Referring expression grounding data:
· · · · ·
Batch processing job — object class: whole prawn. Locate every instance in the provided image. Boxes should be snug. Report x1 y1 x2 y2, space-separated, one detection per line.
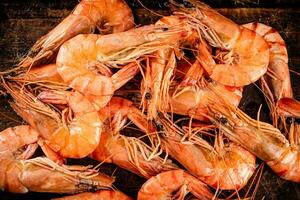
0 125 114 193
19 0 134 67
155 115 256 190
2 81 101 159
137 169 215 200
243 22 300 125
208 97 300 182
173 0 270 87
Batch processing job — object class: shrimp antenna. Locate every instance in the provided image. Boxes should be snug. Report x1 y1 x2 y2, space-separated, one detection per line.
136 0 166 18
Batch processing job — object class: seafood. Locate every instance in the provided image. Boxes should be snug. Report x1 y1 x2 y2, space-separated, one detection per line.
166 78 242 121
3 81 101 159
208 100 300 182
174 0 270 87
243 22 300 124
156 115 256 190
56 24 188 110
19 0 134 67
0 125 114 193
53 190 132 200
137 169 214 200
91 97 177 178
134 77 242 121
141 15 193 119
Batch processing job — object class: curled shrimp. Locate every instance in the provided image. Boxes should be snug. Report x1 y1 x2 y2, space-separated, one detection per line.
208 98 300 182
137 169 214 200
0 125 114 193
53 190 132 200
56 24 187 110
90 97 177 178
19 0 134 67
3 81 101 159
243 22 300 124
174 0 270 87
156 115 256 190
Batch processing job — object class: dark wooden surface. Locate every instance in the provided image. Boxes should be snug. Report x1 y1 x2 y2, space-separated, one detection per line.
0 0 300 199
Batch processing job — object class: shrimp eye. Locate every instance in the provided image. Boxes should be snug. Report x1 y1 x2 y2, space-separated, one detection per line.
286 117 293 125
162 27 169 31
145 92 151 100
88 186 98 193
220 117 228 124
128 94 136 102
157 123 164 131
3 93 12 100
183 0 193 8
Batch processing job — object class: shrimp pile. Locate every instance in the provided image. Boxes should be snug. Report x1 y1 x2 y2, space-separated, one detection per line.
1 0 299 199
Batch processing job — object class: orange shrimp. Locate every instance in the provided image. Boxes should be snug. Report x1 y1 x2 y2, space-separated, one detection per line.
208 99 300 182
90 97 177 179
53 190 132 200
19 0 134 67
0 125 114 193
56 25 187 110
165 78 242 121
243 22 300 124
3 81 101 159
137 169 214 200
156 115 256 190
174 0 270 87
141 15 194 120
28 89 177 178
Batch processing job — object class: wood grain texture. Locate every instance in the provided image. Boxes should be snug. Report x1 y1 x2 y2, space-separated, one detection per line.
0 1 300 200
· · · · ·
* **TASK REQUIREMENTS**: Above are the entries; write them out again exactly, omitting the pictures.

* **TASK RESULT**:
Batch processing job — object class: whole prawn. Locate every instance in the provided image. Boxes should be snug. Report x1 y1 x2 y2, space-separated, one detection per line.
0 125 114 193
19 0 134 67
155 115 256 190
2 81 101 159
137 169 215 200
243 22 300 125
208 97 300 182
173 0 270 87
Batch processing job — object class: shrimp antenna. Locate every instance in the provided image. Boxes should be snug. Report x1 y1 x2 y2, space-separated, one detection per line.
136 0 166 18
Batch processing job — object class: seafood. Locate every instance in the provided image. Boxes should be snug. Report x1 y1 x2 y2, space-separated, one detection per line.
166 78 242 121
3 81 101 159
208 100 300 182
174 0 270 87
243 22 300 124
156 115 256 190
56 24 188 110
19 0 134 67
0 125 114 193
53 190 132 200
137 169 214 200
91 97 177 178
134 77 242 121
141 15 193 119
Batch processing job — object class: curled shrimp. Locate every instance in the provided image. Boxes should be snug. Report x1 y1 x2 y2, space-separated, one detection per line.
208 98 300 182
137 169 214 200
0 125 114 193
53 190 132 200
56 24 187 110
90 97 177 178
19 0 134 67
3 81 101 159
243 22 300 124
174 0 270 87
156 115 256 190
Batch processing job — object class: dark wooden surface. Locate every instance in the provided image. Boxes should be snug. Report x1 y1 x2 y2, space-separated, one detection per line.
0 0 300 199
Batch processing job — object class: shrimp eye. Locate every instance in the provided image. Boxes should be snug. Report x1 y1 x2 y2, space-separated, one detection per line.
286 117 293 125
162 27 169 31
145 92 151 100
88 186 98 193
220 117 228 124
128 94 136 102
157 123 164 131
3 93 12 100
183 0 193 8
Batch processing job — object class: shrimp pile. Locate every instance in the provided image. Boxes should be snug. Report x1 y1 x2 y2, space-separated, one detection per line.
1 0 299 199
Batch processing job — object class: orange shrimp. Locate every instance in the provided image. Boxes should be snug. Report x1 y1 x2 y2, space-separated, one detection per line.
208 99 300 182
90 97 177 179
53 190 132 200
19 0 134 67
0 125 114 193
56 25 187 110
165 78 242 121
243 22 300 124
3 81 101 159
137 169 214 200
156 115 256 190
174 0 270 87
141 15 194 120
28 89 177 178
Batch processing job — object class: wood grain texture. Locate every instance in the provided image. Boxes should be snug. Report x1 y1 x2 y2, space-separated, one detection per line.
0 1 300 200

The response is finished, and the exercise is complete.